YOUR OBJECTIVE:
Drop all images and give the records again exactly.

* Begin GIVEN INFORMATION *

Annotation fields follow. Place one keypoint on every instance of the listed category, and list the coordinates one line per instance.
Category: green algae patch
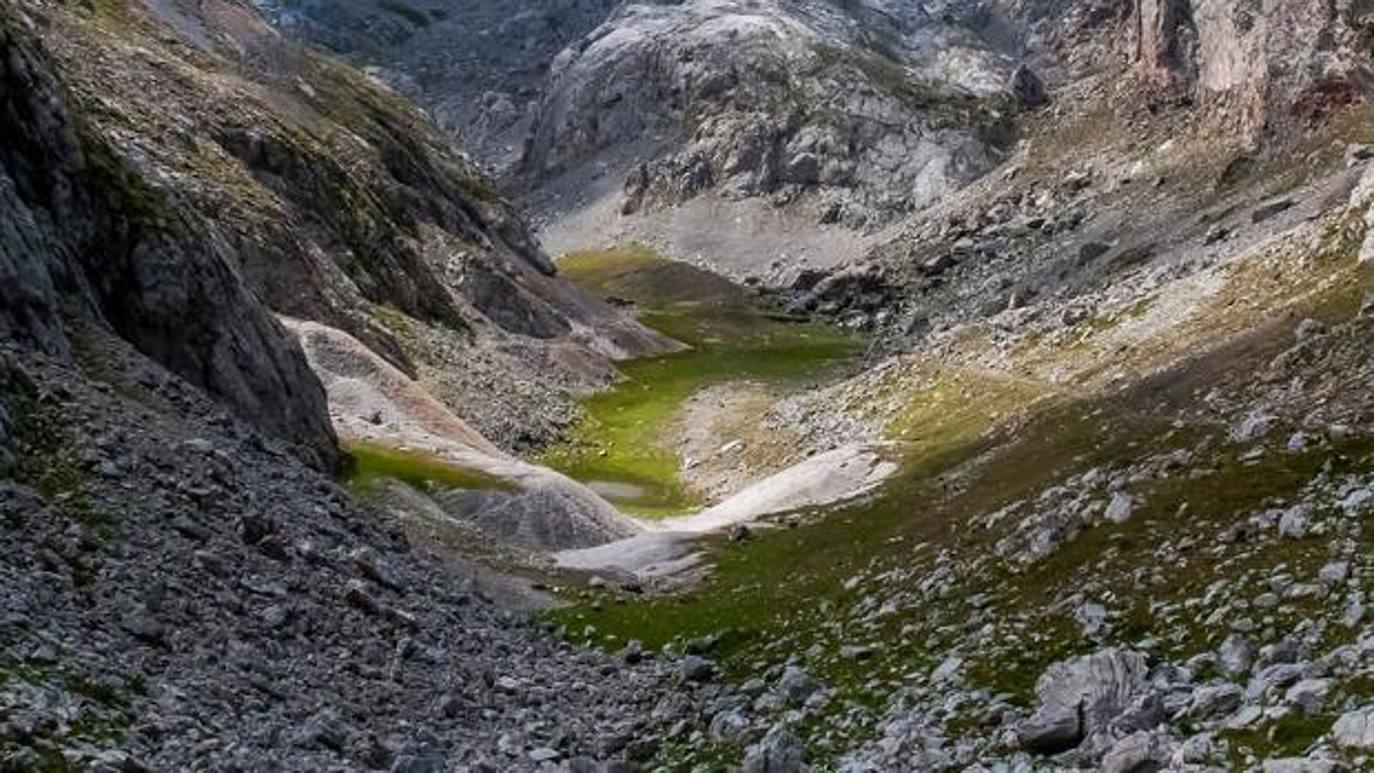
(366, 464)
(617, 445)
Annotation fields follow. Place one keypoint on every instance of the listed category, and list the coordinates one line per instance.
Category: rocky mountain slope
(816, 118)
(334, 201)
(1121, 512)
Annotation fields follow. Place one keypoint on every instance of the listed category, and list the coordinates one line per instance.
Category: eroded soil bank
(646, 442)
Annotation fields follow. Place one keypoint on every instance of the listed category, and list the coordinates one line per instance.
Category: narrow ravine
(627, 444)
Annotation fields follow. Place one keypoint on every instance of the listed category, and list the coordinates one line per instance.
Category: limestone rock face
(85, 240)
(228, 175)
(1286, 65)
(878, 106)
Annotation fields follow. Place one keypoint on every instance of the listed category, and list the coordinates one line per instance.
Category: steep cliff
(330, 198)
(84, 239)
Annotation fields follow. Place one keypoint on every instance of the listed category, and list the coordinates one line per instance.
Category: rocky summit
(719, 385)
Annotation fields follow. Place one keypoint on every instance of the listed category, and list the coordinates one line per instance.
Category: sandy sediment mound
(373, 401)
(827, 478)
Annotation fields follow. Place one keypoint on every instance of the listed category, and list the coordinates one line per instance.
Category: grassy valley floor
(618, 448)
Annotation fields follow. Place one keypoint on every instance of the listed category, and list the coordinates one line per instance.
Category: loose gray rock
(1079, 698)
(779, 751)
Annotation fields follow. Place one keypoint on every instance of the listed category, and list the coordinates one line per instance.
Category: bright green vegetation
(103, 717)
(412, 15)
(366, 464)
(783, 592)
(733, 338)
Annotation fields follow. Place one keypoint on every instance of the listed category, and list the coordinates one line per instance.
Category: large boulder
(1079, 698)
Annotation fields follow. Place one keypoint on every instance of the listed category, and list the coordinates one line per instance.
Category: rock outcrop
(324, 195)
(85, 239)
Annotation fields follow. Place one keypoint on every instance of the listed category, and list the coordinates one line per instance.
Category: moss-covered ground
(366, 464)
(793, 591)
(733, 337)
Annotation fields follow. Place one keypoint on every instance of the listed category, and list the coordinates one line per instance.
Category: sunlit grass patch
(368, 463)
(734, 337)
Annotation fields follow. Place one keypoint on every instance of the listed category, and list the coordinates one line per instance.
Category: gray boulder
(1076, 699)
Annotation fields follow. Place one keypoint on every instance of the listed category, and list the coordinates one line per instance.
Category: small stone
(632, 654)
(779, 751)
(727, 727)
(1215, 700)
(796, 685)
(1120, 508)
(858, 651)
(1310, 330)
(1293, 523)
(375, 569)
(1310, 695)
(1234, 656)
(1355, 729)
(695, 669)
(543, 754)
(356, 595)
(1271, 209)
(1334, 573)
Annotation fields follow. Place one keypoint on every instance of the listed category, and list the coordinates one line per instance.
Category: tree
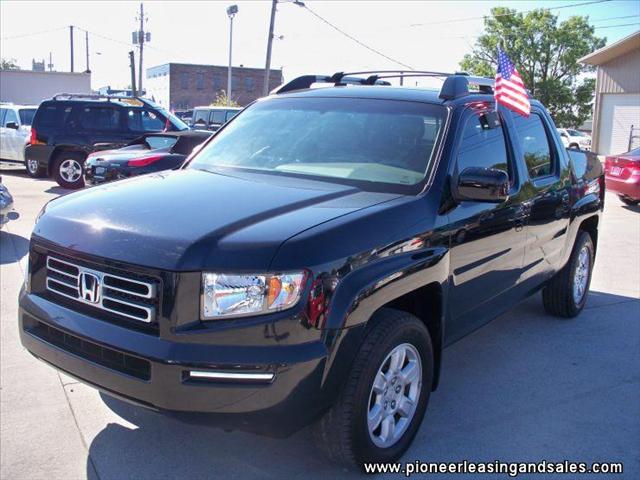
(222, 100)
(9, 64)
(546, 55)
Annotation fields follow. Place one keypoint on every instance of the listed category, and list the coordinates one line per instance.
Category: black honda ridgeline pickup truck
(310, 263)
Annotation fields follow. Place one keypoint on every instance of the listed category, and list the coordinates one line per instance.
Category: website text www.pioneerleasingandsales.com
(512, 469)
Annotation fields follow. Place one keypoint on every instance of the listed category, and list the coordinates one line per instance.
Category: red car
(622, 173)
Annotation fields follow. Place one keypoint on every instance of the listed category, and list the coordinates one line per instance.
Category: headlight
(25, 270)
(225, 295)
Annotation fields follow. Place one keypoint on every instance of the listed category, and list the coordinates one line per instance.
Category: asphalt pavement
(526, 387)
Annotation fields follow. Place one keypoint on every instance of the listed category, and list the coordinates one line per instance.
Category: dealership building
(183, 85)
(616, 118)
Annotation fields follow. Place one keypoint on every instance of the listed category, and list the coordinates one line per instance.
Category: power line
(23, 35)
(614, 18)
(351, 37)
(439, 22)
(615, 26)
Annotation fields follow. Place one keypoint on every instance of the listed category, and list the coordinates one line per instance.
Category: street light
(231, 12)
(267, 67)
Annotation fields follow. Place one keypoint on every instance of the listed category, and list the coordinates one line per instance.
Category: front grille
(125, 297)
(93, 352)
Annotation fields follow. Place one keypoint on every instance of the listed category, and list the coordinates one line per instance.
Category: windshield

* End GIVEN INFORMATION *

THE REPLY:
Annotation fields follow. Place one keypoint on every instance of the listed category, and list the coordinates one line per instance.
Category: green algae patch
(366, 464)
(617, 445)
Annotation fields follow. Place one keypoint on every instance of the listed category, and list the coordinates one line per instance.
Category: rocky mountain slope
(816, 118)
(334, 201)
(1121, 512)
Annotation fields follow. Place one keypoint on every instance of the listed category, and list the coordinates one line per instance.
Category: eroded soil bank
(646, 442)
Annotation fields follow. Place one keypoint on every instance of the listed category, and list the coordinates one line per instance.
Category: narrow ravine
(627, 444)
Annotation fields follow. Place one keypoint on every instance of the listed category, and list the coordinates one line per instance.
Category: limestone rock face
(85, 240)
(228, 175)
(1286, 65)
(878, 106)
Annotation fields follow. Place one keypoint on every instance of the listed category, and list the coordinates one line per instance.
Category: steep cliff
(330, 198)
(84, 239)
Annotation fields follow. Place one keypoint on every instance of the listed category, and list the coordinates one line per instance.
Category: rocky summit
(719, 385)
Annotation fields follow. Place one keypoint on every instance of the listed category, and list the coordinates one line per instance.
Category: sandy sediment mound
(373, 401)
(827, 478)
Annotation fields follow. Place one keypoint on every instance of the listed category, and list the coordinates one line per instance.
Category: grassy valley floor
(618, 448)
Annotation fields follow. Place one keypoint on every instance of the listed category, and list the coordinates one line per instance.
Category: loose gray rock
(1079, 698)
(779, 751)
Annotation fields follow. Place one keypoint on every instance of the listed category, and list the coordinates one line per instance.
Category: bright green vegetation
(103, 717)
(412, 15)
(366, 464)
(783, 592)
(733, 338)
Annotation fields follow. Place one keypoint on every instance of the listed category, and list the coordinates one line per instance.
Category: large boulder
(1079, 698)
Annotation fields follow. Place one keypoint on every instance of the listed category, and list the coordinates one line per instance.
Category: rock outcrop
(324, 195)
(85, 239)
Annotation fields follow. Place one keypoint on every instance of the listed category, and list the coordinates one line per instance.
Category: moss-covered ground
(366, 464)
(793, 591)
(733, 337)
Annotation fields follow. Place one keypoint on every instance of the listed category, and list the coordinates one line per instance.
Category: sunlit grass patch
(368, 463)
(734, 337)
Annotation fields follow. Place one keypoint on every instance of the listed category, and list the coordinates one line per instance.
Category: gray boulder
(1076, 699)
Annotation fields follow. Place one keypoint on every instance of the listed category, and list the coordinates one line per instance.
Category: small stone
(632, 654)
(779, 751)
(727, 727)
(1215, 700)
(796, 685)
(1120, 508)
(858, 651)
(1310, 330)
(1293, 523)
(375, 569)
(1310, 695)
(1234, 656)
(1355, 729)
(695, 669)
(543, 754)
(356, 595)
(1271, 209)
(1334, 573)
Annotation fields follow. Place one keypoint on every instance of the listed category, and list the coordinates one line per instance.
Category: tree
(222, 100)
(9, 64)
(546, 55)
Annotation fields follow. Place one keypoint on every instance of the listed category, and list the coordinates one line per instance.
Category: black honda ridgeline pickup truck
(310, 263)
Annotation fields follow. Place one keypoint on every instance of the listed category, and list the coordinates one line per instance.
Category: website text www.pioneerleasingandsales.com
(512, 469)
Annotation fields follow. Place one keypoint on every instance of the listed category, and list the coordinates one line per instance.
Category: red car
(622, 173)
Annotation fields follow. Place one keypoint on every instance of the listed category, and list the coordinates one line per instance.
Category: headlight
(25, 270)
(225, 295)
Annotation fields follow. Place one keypoint on every instance of the listed category, and list the coordinates one line per instance.
Category: asphalt pavement
(526, 387)
Annotation fields follow. Place one keypoint on every instance of the listed category, and list the coordinates one line per instance.
Category: dealership building
(183, 85)
(616, 118)
Annotation fields follow. Place one keypoint on every instance of the listed category, and list the coordinates one line per instance.
Category: power line
(23, 35)
(614, 18)
(351, 37)
(439, 22)
(615, 26)
Annotation fields follow. Place one keypoint on every instance of the listed category, and list the coordinates one line per instance.
Category: street light
(231, 12)
(267, 67)
Annotation fields follow. Place one keypoint on every instance of the listed category, and list the coordinates one line per instance.
Category: front grille
(125, 297)
(93, 352)
Annotation fields follow. Place one keypoint on every instance of the listed category, and list the coordinates one line per instance.
Category: windshield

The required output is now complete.